>>>

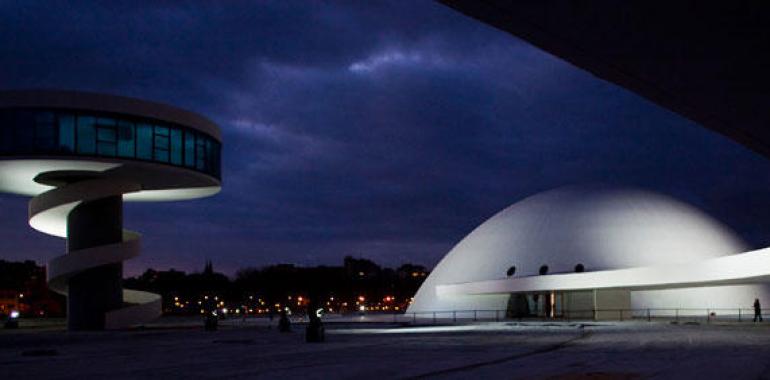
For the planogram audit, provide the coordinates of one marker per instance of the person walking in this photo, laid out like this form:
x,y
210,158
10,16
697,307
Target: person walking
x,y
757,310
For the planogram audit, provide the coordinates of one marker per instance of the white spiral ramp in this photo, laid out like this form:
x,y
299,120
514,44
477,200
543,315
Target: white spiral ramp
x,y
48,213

<<<
>>>

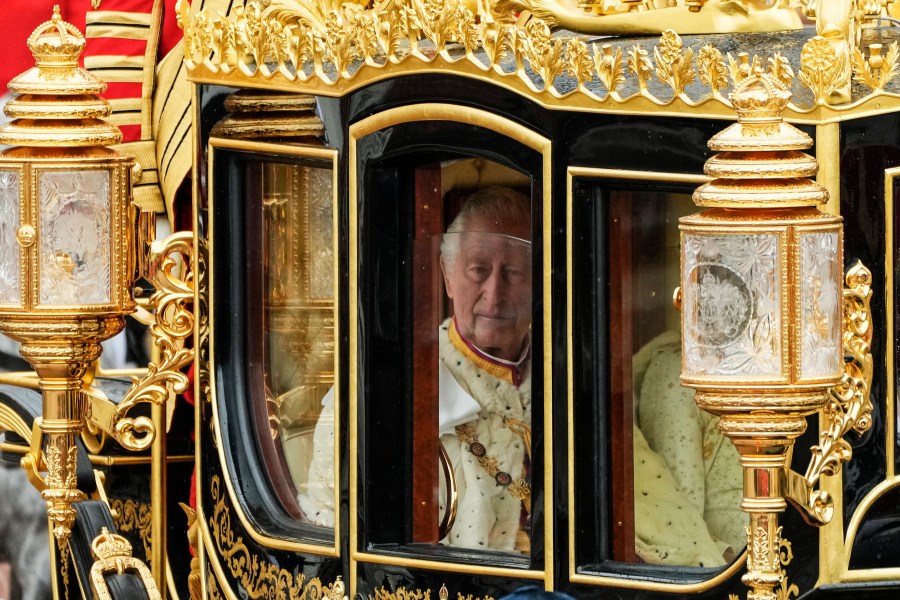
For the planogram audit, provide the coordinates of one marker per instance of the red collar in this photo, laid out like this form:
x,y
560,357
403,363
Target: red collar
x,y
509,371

<<<
>>>

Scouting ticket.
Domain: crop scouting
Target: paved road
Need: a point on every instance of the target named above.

<<<

Task directions: Copy each line from the records above that includes the string "planogram".

Solution for this problem:
For the planogram audit, provide the coordinates of one marker per instance of the person walking in this photo, laid out like this form:
For the planogram audit, provide the coordinates of one marker per instance of the white spiral ramp in this photo, laid out like this form:
For the planogram audit, provide the coordinates of one marker per instance of the red collar in this photo, laid out like this form:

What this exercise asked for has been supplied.